(Excerpts of location labeling data)
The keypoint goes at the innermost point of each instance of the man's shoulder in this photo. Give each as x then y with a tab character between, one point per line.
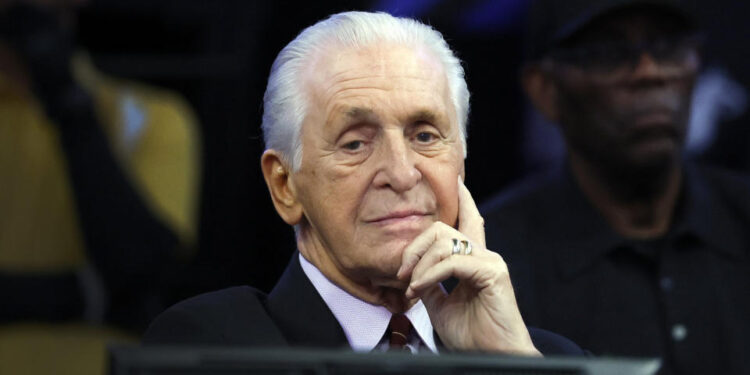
730	186
232	316
549	343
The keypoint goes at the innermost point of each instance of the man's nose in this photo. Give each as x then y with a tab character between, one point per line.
648	68
397	166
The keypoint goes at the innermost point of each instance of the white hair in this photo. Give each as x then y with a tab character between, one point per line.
285	105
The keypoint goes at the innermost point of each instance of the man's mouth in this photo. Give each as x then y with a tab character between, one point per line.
396	217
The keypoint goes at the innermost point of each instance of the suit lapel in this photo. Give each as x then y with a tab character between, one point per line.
301	313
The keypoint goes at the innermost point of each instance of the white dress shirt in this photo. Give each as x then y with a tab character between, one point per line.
365	324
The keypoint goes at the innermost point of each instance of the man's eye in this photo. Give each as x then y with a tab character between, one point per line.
425	137
353	146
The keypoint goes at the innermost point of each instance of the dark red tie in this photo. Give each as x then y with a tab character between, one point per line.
399	329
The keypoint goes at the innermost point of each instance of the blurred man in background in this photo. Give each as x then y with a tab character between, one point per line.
627	249
99	188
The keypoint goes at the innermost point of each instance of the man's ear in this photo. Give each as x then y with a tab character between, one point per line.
279	181
541	89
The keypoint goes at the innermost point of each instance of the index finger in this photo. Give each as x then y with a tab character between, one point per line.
470	222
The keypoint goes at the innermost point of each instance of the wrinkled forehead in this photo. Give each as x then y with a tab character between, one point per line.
385	60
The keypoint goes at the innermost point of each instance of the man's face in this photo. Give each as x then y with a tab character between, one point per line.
629	116
381	157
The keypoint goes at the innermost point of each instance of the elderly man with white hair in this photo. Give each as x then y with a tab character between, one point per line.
365	126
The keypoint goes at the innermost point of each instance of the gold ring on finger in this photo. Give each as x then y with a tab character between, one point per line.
456	247
467	247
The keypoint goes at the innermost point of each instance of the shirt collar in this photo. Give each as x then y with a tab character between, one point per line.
363	323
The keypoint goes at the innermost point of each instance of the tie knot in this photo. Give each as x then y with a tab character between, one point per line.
399	328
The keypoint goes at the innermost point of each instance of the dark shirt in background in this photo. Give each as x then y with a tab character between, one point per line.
684	297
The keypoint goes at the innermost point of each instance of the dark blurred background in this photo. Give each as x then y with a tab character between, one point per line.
218	54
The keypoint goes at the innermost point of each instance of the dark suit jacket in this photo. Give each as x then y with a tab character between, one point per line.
292	315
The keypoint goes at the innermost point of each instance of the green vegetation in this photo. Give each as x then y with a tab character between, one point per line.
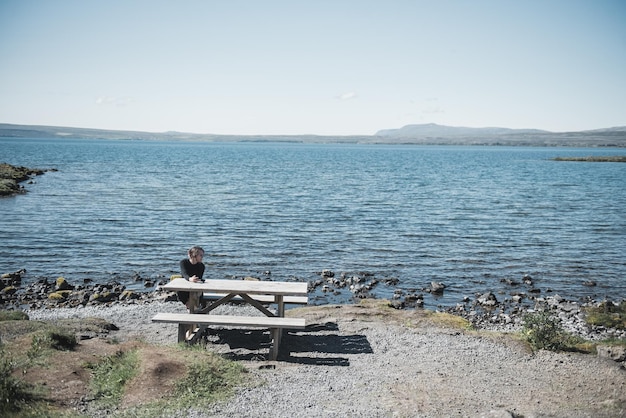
110	375
209	379
594	159
13	316
607	314
13	392
544	332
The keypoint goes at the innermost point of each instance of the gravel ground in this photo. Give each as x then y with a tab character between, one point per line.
350	364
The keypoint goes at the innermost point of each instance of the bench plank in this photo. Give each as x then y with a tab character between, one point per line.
302	300
240	286
274	323
243	321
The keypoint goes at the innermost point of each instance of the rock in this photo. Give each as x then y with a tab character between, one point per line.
527	280
616	353
437	287
62	284
11	176
487	299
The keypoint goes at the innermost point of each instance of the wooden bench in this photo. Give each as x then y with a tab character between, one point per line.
274	323
299	300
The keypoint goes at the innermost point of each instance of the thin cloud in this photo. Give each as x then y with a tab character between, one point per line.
347	96
113	101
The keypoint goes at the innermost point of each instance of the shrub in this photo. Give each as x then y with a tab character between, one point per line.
544	332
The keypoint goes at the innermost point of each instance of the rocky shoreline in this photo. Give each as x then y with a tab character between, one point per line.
11	176
484	312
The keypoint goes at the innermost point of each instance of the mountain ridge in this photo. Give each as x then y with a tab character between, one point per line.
419	134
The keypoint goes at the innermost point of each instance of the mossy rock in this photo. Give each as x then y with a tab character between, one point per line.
128	295
63	284
9	290
13	316
103	297
60	295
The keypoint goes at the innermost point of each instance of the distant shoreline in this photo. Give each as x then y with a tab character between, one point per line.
594	159
429	134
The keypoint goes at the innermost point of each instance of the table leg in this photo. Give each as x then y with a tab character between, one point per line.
189	332
275	332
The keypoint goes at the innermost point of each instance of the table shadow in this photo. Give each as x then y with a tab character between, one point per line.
317	344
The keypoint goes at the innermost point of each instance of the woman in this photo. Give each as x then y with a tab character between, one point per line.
192	269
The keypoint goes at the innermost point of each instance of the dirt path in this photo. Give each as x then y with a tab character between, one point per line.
375	362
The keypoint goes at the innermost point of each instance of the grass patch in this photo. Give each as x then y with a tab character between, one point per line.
13	316
448	320
209	378
110	375
607	314
14	393
543	331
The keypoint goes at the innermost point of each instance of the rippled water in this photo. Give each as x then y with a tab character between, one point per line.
465	216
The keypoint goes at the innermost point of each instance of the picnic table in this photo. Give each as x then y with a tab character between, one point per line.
218	292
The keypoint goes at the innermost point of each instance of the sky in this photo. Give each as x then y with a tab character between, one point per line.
322	67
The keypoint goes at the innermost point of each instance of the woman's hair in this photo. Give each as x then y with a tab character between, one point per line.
193	251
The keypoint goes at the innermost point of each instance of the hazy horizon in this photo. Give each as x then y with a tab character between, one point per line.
322	68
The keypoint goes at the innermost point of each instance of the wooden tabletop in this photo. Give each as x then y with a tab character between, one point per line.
249	287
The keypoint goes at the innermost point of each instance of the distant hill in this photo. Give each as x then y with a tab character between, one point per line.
425	134
442	131
431	133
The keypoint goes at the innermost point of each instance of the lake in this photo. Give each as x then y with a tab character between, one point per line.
469	217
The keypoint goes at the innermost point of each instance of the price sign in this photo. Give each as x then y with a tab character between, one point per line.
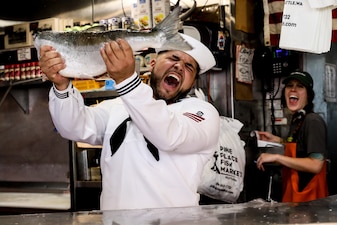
24	54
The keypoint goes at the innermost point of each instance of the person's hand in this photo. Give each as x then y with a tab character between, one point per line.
266	158
119	59
267	136
51	63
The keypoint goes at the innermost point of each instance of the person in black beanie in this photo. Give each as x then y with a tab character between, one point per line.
304	159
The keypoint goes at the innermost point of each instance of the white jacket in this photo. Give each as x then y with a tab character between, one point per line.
185	134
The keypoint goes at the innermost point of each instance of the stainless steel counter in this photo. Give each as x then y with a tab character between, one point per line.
323	211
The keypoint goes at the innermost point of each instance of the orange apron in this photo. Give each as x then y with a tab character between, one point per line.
316	188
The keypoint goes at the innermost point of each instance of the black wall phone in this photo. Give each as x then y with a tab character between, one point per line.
271	62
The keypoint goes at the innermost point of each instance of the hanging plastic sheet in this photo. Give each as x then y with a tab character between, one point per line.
307	26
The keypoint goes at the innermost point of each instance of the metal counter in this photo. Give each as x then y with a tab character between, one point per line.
322	211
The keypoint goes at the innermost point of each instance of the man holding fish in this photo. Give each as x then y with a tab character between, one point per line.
156	139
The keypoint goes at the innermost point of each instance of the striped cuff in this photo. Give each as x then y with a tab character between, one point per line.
129	86
62	94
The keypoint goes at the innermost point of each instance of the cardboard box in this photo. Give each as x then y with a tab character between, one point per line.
160	9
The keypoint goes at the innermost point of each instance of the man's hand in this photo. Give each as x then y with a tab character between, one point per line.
51	63
119	59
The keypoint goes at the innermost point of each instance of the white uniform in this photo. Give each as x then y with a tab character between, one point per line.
185	134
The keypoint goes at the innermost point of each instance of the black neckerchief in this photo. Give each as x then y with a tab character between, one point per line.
296	123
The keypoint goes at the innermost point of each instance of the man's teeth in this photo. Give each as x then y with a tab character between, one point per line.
175	77
293	97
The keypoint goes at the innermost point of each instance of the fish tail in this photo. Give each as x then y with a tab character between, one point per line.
170	28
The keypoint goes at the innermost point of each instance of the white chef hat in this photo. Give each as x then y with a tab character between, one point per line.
202	55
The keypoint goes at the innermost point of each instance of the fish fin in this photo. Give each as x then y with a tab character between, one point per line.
170	28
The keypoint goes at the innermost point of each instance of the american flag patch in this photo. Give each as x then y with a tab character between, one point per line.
194	117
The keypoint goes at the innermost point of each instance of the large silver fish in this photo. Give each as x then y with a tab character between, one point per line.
81	50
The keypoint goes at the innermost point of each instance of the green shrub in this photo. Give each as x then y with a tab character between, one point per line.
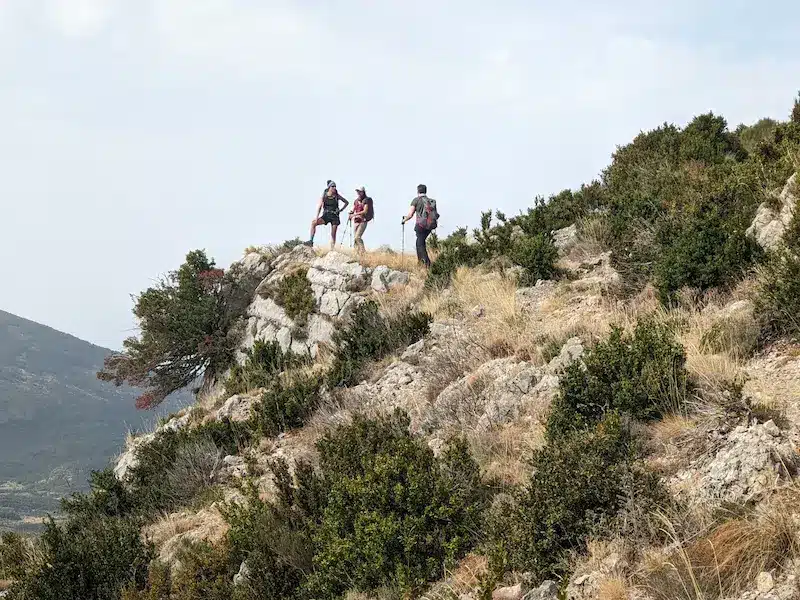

- Exercise aim
From the rows above, copy every line that includes the string "green", matching case exactly.

- Result of this exercise
The keypoint goes at the innermost point of each instance of the green vegetation in this photo. Give each as x then y with a tab character between, one point per line.
The keypoint goes at the innermost point of each instance of the green shrub in this photo. Give each as x then y with a tab character between, one point per line.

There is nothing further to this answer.